## ZU ERLEDIGENDE AUFGABEN
(A) Tippen Sie aus dem Quelldokument über die beiden 17-mm-Objektive den Abschnitt ab, der mit "Kürzlich habe ich" beginnt und bis einschließlich "Sensoren miteinander verglichen." weitergeht.
(B) Führen Sie den Text über den Vergleich der 17-mm-Objektive von Tamron und Tokina im Anschluss an seinen letzten Satz weiter.

## QUELLDOKUMENT
::::::::::
17 mm-Superweitwinkel : Tamron gegen Tokina

Kürzlich habe ich mal Lust darauf bekommen, eines der letzten Mysterien im Altglasbereich zu lüften : wie verhalten sich die beiden 17 mm Superweitwinkelobjektive von Tamron und Tokina auf einer Vollformatkamera und welches davon ist besser ? Natürlich gibt es im Internet diesbezüglich schon eine ganze Flut von Informationen, aber soweit ich weiss, wurden die beiden Kontrahenten, wenn überhaupt, bis jetzt nur auf Kameras mit kleineren Sensoren miteinander verglichen.
::::::::::
## DATENSATZ
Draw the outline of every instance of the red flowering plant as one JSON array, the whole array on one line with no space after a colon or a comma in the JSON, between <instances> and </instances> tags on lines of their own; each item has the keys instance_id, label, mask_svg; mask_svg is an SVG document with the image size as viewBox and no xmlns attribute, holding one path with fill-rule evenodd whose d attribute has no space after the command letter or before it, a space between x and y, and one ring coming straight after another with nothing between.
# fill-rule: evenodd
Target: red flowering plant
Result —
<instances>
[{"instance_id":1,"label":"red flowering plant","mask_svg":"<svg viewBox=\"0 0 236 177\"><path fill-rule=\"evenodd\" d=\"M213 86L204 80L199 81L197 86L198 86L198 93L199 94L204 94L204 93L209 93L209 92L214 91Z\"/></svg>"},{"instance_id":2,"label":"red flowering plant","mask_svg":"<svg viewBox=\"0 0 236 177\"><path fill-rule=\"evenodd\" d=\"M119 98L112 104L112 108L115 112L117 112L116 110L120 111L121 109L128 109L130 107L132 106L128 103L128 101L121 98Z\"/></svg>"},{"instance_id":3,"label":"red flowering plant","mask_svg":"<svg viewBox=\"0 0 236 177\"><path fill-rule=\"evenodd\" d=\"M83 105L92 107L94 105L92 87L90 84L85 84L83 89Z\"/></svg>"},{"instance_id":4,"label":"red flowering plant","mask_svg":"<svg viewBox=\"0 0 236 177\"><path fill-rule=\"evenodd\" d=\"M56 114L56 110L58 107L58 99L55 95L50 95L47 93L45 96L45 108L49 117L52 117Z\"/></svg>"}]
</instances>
::::::::::
## GEORDNETE ERGEBNISSE
(A)
Kürzlich habe ich mal Lust darauf bekommen, eines der letzten Mysterien im Altglasbereich zu lüften : wie verhalten sich die beiden 17 mm Superweitwinkelobjektive von Tamron und Tokina auf einer Vollformatkamera und welches davon ist besser ? Natürlich gibt es im Internet diesbezüglich schon eine ganze Flut von Informationen, aber soweit ich weiss, wurden die beiden Kontrahenten, wenn überhaupt, bis jetzt nur auf Kameras mit kleineren Sensoren miteinander verglichen.

(B)
Das Tamron SP 17 mm f/3,5 in seiner ersten, mit Filtern ausgerüsteten, Version besitze ich schon seit einiger Zeit, habe es aber nur selten eingesetzt, da ich schon ein Samyang 14 mm f/2,8 und ein Voigtländer SL II 20 mm f/3,5 besitze, deren optische Konzeption neueren Datums ist und die dadurch einfach universeller einzusetzen sind, vor allem was Randschärfe und Streulichtanfälligkeit betrifft. Vom Tokina RMC 17 mm f/3,5 hatte ich schon zu Analogzeiten zwei Exemplare der zweiten Generation, das heisst ohne eingebaute Streulichtblende. Während ich mit dem ersten Exemplar sehr zufrieden war, musste das zweite einem Canon FD 20 mm f/2,8 und später einem Canon EF 20 mm f/2,8 weichen. Letzteres wurde schliesslich gegen ein Canon EF 17-40 mm f/4 L USM eingetauscht, das bei 20 mm wesentlich gleichmässigere Leistungen erbrachte und auch den Vorteil der anderen Brennweiten mitbrachte. Kürzlich fand ich wieder ein, mittlerweile drittes, Exemplar vom Tokina RMC 17 mm f/3,5, das aufgrund leicht zu behebender kleiner Mângel (ölige Blende und klemmender Entfernungsring) besonders günstig war.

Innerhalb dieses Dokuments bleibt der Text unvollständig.